═══ Text shown ═══
Innovation Reduces Maintenance Costs, Adds Revenue

March 9, 2018
Creative partnerships and deploying propane are some of the ways Laketran is saving money and generating revenue through its maintenance department.

Propane, test-market partnerships and the possibility of selling maintenance services are recent innovations Laketran, a suburban transit system in Lake County, Ohio, has undertaken to keep the agency’s $2.5 million maintenance operation within budget.

Propane Powers Savings

In 2015, Laketran learned Chevy would no longer manufacture the diesel chassis used for its paratransit fleet. Laketran spent much of that year evaluating options between gasoline, diesel fuel, propane and compressed natural gas. Advances in the technology of propane and its cost compared to diesel fuel made propane the best option to fuel Laketran’s 85-bus fleet.

“During our evaluation we recognized propane vehicles would reduce our purchase price, and fuel and maintenance costs,” shared Ben Capelle, Laketran’s general manager who managed the project. “However, planning was critical as we had to build the fueling infrastructure, custom design an onboard fueling system for our capacity, as well as manage the training of our operators and mechanics.” 

The three-phase capital project included engineering, construction of the fueling station, and installation of indoor propane detectors for safety inside Laketran’s 122,000-square-foot vehicle storage and maintenance area.

Mentor, Ohio-based CT Consultants led the engineering effort and the construction of the fueling station was completed by Superior Energy Systems based in Columbia Station, Ohio.
═══
▶ Problems to solve:
1. Rewrite the Laketran article between "Propane, test-market partnerships" and "Laketran’s 85-bus fleet.", inclusive, swapping "Chevy" for "General Motors".
2. Carry the Laketran article forward from its final sentence.
═══ Dataset extract ═══
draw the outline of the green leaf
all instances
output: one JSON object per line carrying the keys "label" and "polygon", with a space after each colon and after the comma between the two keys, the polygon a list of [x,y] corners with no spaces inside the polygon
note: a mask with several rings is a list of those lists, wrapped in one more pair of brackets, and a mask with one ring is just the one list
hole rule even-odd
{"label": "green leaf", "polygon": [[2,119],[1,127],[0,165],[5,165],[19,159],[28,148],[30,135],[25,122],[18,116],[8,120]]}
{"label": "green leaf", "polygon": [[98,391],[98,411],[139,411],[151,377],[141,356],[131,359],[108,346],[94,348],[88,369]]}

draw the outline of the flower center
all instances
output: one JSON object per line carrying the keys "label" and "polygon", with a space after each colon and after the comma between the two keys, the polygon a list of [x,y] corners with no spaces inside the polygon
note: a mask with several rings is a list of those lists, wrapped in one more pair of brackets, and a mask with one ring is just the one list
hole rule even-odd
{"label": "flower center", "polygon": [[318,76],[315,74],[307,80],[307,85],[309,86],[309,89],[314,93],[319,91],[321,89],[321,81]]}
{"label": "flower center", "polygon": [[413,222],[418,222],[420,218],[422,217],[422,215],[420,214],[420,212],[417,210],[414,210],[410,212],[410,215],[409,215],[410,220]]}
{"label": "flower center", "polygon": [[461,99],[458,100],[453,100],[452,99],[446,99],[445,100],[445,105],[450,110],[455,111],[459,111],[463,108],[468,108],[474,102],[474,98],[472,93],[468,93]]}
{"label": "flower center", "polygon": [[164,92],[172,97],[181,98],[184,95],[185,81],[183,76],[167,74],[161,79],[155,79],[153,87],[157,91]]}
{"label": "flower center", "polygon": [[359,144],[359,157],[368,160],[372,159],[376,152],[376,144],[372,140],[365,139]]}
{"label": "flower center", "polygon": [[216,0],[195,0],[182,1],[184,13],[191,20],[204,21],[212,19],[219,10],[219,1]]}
═══
▶ Answers to each task:
1.
Propane, test-market partnerships and the possibility of selling maintenance services are recent innovations Laketran, a suburban transit system in Lake County, Ohio, has undertaken to keep the agency’s $2.5 million maintenance operation within budget.

Propane Powers Savings

In 2015, Laketran learned General Motors would no longer manufacture the diesel chassis used for its paratransit fleet. Laketran spent much of that year evaluating options between gasoline, diesel fuel, propane and compressed natural gas. Advances in the technology of propane and its cost compared to diesel fuel made propane the best option to fuel Laketran’s 85-bus fleet.

2.
Laketran’s initial test fleet was made up of Turtle Top VT3 and Terra Transit buses that seat either eight or 10 passengers.

Capelle explained that the low cost and stability of propane has helped manage costs during a time when the demand of service continues to grow.

Laketran’s paratransit service, Dial-a-Ride, has grown 14 percent over the past three years.

“Propane’s lower BTU rating results in slightly lower fuel economy, however the lower price quickly offsets the fuel economy. Our paratransit diesel buses are costing us $17.37 every 100 miles to operate, whereas our new VT3 only cost $11.18 yielding a 35 percent fuel savings,” explained Capelle.

“Maintenance savings quickly adds up when you replace fuel filters at every 100,000 miles, instead of 15,000, plus the vehicles consume less oil and there’s practically no routine maintenance to the exhaust system compared to the diesel engines “exhaust maintenance.”

In addition to fuel and maintenance savings, a propane bus cost about $6,000 less than current diesel and propane maintenance is less expensive compared to other fuel alternatives.

Another benefit of purchasing alternative fuel vehicles, Laketran will be able to capitalize on federal and state funding opportunities used to incent transit systems that use alternative fuels to help the community attain air quality standards.

Laketran has an aggressive goal to have 35 percent of its Dial-a-Ride fleet transitioned to propane with 30 propane buses on the road by end of 2018.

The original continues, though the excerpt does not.